_TASK STATEMENT_
Could you print the lines below exactly, from the one holding "the woman's hand" through the last line, with no other output?

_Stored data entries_
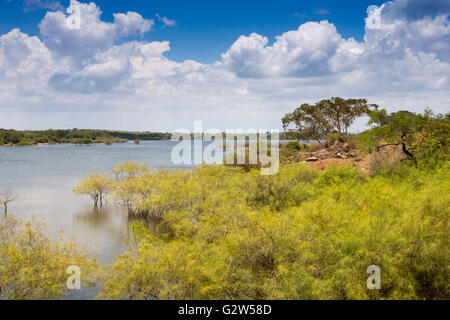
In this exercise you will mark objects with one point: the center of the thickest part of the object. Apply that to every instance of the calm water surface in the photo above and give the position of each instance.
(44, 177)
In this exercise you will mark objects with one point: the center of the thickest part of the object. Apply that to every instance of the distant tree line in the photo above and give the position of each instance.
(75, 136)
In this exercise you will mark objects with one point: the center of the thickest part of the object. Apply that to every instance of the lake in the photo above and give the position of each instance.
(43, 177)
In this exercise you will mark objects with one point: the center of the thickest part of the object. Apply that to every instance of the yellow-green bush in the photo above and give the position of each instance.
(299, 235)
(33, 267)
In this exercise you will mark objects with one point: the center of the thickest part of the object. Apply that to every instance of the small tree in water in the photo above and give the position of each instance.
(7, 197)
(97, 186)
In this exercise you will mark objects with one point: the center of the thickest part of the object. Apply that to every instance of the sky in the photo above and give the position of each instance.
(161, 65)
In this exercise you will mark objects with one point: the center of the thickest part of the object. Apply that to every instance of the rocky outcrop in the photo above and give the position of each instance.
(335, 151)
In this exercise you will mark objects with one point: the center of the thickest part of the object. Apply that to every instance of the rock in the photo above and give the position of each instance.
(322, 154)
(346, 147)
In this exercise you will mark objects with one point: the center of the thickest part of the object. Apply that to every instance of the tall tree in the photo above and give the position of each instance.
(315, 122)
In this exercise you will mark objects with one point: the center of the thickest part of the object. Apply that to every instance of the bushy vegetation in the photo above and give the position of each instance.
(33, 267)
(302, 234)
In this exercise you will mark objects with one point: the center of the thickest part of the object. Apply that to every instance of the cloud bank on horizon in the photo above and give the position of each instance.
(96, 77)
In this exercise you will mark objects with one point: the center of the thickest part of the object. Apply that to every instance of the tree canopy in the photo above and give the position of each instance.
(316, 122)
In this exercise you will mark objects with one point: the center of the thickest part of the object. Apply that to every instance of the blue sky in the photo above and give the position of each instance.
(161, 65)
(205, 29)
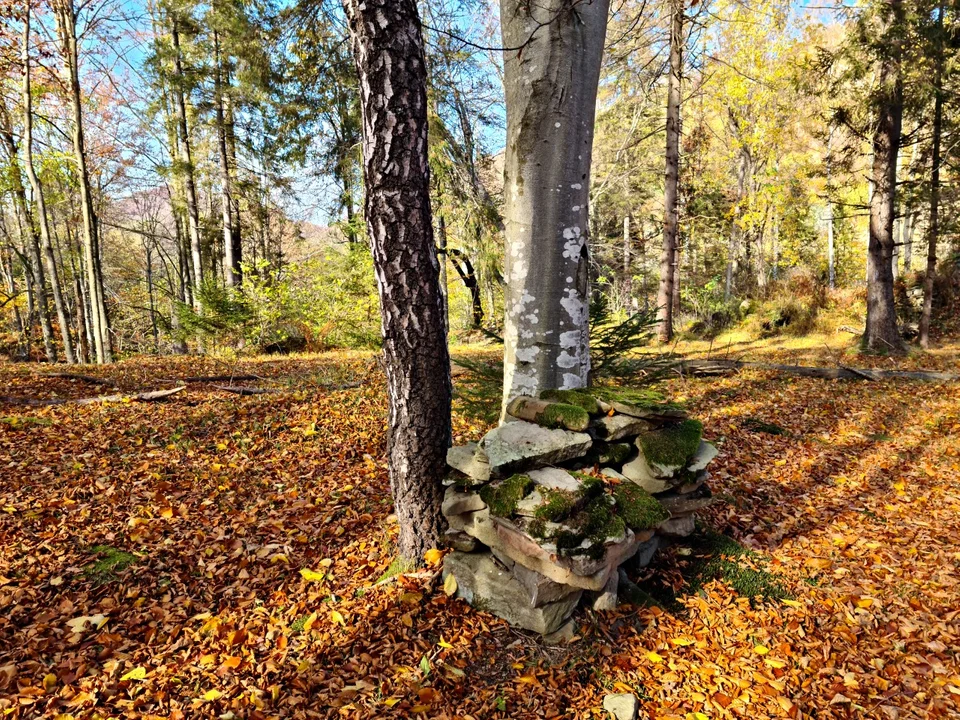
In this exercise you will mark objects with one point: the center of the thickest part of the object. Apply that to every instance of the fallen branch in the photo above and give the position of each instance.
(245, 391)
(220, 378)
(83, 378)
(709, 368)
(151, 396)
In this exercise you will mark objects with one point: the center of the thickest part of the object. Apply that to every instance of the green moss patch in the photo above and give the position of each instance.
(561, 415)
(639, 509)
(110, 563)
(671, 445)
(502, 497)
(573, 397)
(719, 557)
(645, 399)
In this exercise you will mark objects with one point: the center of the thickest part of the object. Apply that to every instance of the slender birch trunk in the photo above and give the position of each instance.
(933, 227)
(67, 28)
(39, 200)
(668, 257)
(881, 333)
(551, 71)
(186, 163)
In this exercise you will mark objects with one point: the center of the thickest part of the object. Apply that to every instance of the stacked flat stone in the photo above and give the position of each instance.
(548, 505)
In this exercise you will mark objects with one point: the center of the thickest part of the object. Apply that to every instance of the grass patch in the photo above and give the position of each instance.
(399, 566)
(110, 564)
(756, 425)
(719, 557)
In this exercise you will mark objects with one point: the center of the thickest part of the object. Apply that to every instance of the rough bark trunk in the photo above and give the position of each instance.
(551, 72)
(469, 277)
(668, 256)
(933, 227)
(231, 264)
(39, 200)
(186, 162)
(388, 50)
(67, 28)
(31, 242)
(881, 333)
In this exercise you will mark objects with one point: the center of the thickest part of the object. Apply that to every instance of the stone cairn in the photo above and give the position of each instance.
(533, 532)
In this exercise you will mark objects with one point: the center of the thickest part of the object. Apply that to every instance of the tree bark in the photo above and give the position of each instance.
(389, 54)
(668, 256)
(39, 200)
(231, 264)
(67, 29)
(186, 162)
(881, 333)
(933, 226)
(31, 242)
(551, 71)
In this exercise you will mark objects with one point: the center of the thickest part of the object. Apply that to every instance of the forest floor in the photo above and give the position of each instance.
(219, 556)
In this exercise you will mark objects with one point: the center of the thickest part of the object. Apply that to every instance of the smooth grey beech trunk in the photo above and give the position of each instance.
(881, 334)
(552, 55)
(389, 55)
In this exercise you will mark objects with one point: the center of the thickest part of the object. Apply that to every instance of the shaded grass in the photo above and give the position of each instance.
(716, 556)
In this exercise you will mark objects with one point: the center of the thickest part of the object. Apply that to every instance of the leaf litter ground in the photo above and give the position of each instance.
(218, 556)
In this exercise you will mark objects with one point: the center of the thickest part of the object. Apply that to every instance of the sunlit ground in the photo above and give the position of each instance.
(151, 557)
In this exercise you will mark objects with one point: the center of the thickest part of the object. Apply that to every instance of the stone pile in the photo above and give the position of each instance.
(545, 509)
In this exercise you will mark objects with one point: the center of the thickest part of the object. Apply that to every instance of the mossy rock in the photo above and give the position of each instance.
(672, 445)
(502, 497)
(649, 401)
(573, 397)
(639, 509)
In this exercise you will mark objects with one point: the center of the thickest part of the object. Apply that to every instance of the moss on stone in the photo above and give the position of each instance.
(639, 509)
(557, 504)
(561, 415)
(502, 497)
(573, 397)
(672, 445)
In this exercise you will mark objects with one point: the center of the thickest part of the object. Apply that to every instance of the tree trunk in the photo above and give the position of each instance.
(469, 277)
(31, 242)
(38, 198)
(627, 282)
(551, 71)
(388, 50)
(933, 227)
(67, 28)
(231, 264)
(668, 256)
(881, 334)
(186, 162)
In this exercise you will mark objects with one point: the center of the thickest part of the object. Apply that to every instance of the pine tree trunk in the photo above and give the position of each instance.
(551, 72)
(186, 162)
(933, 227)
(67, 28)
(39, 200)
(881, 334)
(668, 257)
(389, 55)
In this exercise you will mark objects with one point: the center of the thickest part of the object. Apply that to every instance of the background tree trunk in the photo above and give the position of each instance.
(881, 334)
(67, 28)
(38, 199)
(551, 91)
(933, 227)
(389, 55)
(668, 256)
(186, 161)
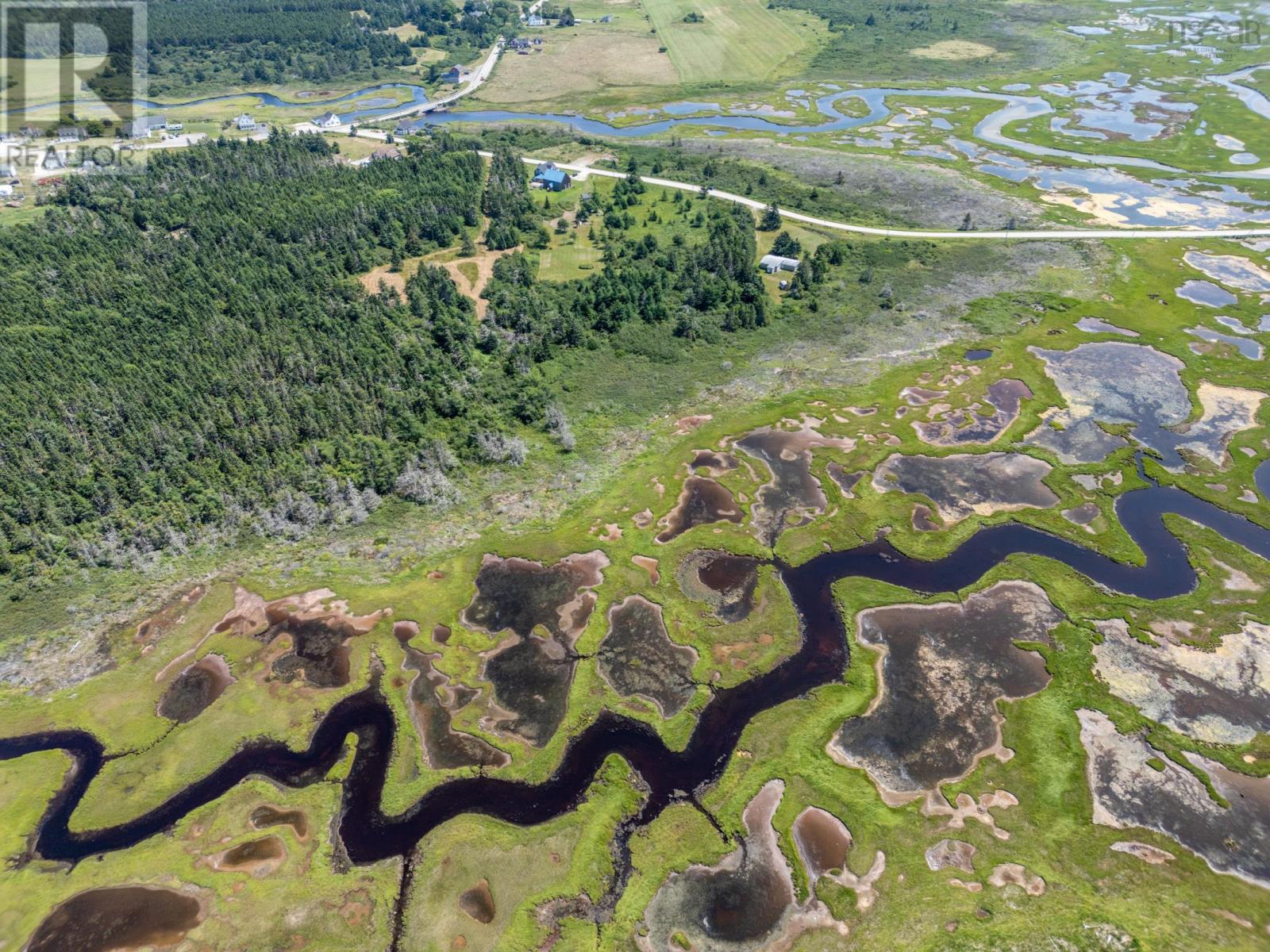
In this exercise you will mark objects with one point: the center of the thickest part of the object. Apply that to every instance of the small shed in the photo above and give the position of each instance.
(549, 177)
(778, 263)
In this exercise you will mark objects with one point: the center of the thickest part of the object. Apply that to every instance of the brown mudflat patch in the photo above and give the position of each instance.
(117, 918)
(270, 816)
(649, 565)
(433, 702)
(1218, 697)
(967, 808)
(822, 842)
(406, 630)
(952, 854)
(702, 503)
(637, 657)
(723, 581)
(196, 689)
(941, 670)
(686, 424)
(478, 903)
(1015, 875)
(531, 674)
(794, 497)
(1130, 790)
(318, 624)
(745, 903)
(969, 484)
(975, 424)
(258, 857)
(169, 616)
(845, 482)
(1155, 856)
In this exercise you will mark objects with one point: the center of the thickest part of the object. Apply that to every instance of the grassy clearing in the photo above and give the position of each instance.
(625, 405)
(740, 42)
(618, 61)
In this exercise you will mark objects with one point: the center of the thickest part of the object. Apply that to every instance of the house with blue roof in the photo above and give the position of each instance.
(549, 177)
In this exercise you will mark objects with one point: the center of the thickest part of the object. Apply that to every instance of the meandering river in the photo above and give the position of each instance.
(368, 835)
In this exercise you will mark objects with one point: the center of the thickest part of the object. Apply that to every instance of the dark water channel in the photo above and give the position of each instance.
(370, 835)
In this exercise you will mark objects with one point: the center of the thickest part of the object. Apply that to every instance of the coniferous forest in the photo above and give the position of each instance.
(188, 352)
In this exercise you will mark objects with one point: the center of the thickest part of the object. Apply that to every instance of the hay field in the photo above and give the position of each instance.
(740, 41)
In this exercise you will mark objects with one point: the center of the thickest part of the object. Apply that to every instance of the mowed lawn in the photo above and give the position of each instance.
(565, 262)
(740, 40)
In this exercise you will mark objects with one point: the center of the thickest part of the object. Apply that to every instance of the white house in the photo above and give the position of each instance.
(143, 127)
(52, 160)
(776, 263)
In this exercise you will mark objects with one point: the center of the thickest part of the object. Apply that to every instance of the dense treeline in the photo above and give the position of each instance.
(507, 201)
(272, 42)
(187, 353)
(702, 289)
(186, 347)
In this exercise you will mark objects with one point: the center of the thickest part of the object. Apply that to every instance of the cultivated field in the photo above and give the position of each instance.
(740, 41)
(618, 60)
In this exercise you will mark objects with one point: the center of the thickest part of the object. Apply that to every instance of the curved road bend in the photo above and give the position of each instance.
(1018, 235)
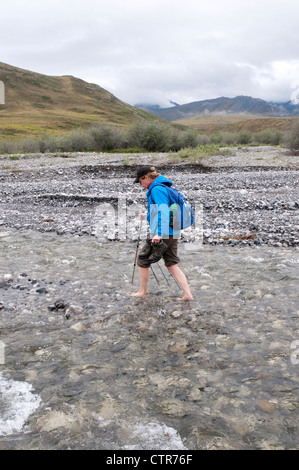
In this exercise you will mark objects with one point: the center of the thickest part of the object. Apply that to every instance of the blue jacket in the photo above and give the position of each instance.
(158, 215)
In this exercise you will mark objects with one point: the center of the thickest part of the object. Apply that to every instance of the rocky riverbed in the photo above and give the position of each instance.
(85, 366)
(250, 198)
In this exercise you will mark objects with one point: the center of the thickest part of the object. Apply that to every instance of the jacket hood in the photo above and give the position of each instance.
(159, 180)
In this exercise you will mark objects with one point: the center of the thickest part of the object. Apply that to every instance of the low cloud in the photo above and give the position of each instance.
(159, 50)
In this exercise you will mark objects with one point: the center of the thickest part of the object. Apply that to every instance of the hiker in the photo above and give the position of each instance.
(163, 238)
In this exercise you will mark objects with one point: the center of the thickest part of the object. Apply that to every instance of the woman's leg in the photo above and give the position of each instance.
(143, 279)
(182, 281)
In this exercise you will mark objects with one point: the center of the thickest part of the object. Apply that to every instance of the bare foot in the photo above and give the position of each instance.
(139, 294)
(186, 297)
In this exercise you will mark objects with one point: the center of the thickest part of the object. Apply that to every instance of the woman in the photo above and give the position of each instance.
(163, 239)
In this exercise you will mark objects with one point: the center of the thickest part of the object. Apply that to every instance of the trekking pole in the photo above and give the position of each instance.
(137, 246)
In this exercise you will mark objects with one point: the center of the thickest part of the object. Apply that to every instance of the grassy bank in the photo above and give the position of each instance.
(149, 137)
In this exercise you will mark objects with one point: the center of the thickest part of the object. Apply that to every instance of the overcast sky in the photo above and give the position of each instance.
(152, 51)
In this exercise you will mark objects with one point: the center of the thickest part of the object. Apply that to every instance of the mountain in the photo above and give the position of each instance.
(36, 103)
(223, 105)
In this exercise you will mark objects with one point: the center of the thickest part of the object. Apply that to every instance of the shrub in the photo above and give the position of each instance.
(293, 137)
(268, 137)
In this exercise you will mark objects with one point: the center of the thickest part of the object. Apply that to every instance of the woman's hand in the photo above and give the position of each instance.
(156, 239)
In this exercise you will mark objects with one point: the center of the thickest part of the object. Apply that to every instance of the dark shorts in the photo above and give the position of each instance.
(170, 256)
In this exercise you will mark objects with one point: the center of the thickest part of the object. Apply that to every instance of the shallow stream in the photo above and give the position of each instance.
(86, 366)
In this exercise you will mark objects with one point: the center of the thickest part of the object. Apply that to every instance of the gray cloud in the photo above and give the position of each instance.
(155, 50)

_EXERCISE OUTPUT_
In this exercise you will mark objects with one point: the center of the thickest part of the object. Apply that to every instance of the woman's hand in the photo above and give the position of each instance.
(156, 239)
In this exercise you will mark objects with one point: the center of the thickest part of the object. Apply that to every instance of the dark shorts in the photo above and give the position of each instance.
(170, 256)
In this exercise you will mark objects with one point: the center of the thickest part of the object. Apply that to every instance of the shallow stream in the photo above and give the position of each instance.
(86, 366)
In this exercise you will mark objects with one point: the center of the thickest part of the object. Apply that to every instance of the gray cloud in the photo above and give the position of each instance.
(155, 50)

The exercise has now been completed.